Task description. Write out the listing below from the line containing "Find and box dark curly" to its last line, unaltered, ends included.

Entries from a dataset
===============

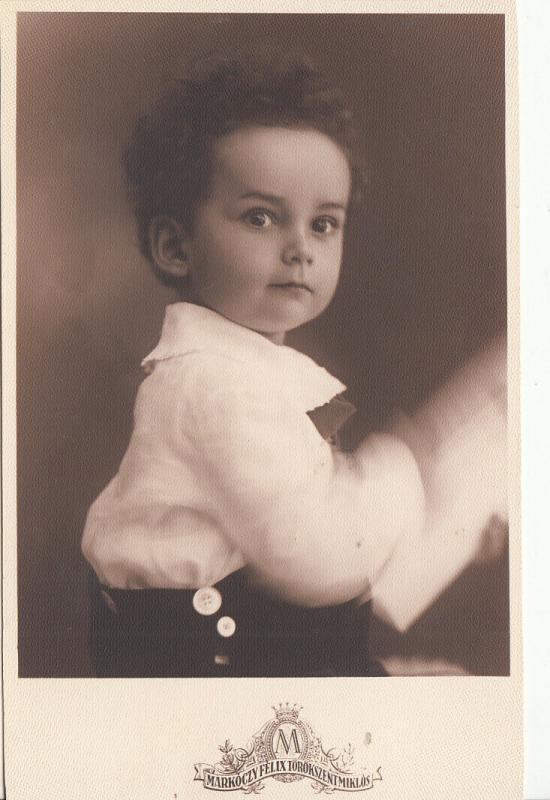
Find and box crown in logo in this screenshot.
[271,703,303,722]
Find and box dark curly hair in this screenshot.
[124,51,362,285]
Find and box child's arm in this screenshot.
[374,337,507,631]
[190,359,424,605]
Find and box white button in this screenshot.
[216,617,237,637]
[193,586,222,616]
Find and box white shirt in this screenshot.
[82,303,424,605]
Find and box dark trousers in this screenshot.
[90,570,386,677]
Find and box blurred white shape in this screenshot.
[373,337,508,631]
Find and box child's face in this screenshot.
[183,127,351,342]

===============

Written answer.
Find and box dark curly hair in this screenshot.
[124,51,362,285]
Find and box child's arm in this screenshot.
[374,337,507,631]
[190,359,424,605]
Find and box white button in this screenshot.
[216,617,237,637]
[193,586,222,616]
Find and box white shirt in this screenshot.
[82,303,424,605]
Find and box dark trousers in this screenshot.
[90,570,386,677]
Find and box blurred white shape in this screenshot.
[373,337,508,631]
Find and box child's face in this screenshot.
[183,127,351,342]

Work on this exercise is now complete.